Content starts

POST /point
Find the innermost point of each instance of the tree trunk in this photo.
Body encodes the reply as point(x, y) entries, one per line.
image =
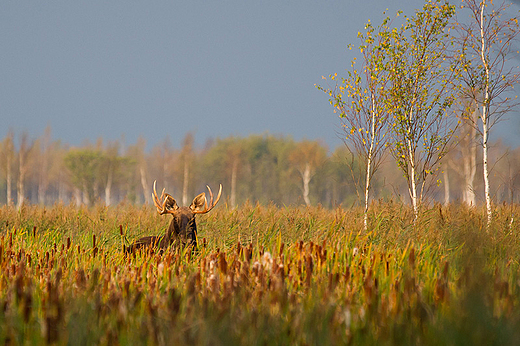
point(234, 184)
point(21, 178)
point(485, 115)
point(108, 186)
point(185, 182)
point(306, 178)
point(144, 183)
point(469, 158)
point(9, 179)
point(412, 187)
point(446, 187)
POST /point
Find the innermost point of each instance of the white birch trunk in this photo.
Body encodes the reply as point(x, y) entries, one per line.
point(185, 182)
point(9, 179)
point(446, 187)
point(369, 163)
point(234, 184)
point(144, 183)
point(485, 115)
point(306, 178)
point(108, 187)
point(21, 178)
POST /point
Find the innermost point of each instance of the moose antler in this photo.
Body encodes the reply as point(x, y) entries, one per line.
point(211, 204)
point(163, 208)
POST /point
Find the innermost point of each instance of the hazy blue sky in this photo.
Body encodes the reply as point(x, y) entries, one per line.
point(105, 69)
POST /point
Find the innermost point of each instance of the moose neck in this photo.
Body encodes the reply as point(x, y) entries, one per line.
point(183, 228)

Content ends

Work request ▸ Each line, from the one that holds "Find the innermost point of each instance of the hazy" through the last line of the entries, must be repeated exactly. Leave out everything else.

Answer to this task ▸
Find the innermost point of each instance of the hazy blue sky in this photo.
Body encodes the reply as point(x, y) entries, one per line.
point(105, 69)
POST /point
Find the innermost point of each instance of the moose neck in this photo.
Body encodes the reply as point(x, y) entries, one per line.
point(183, 228)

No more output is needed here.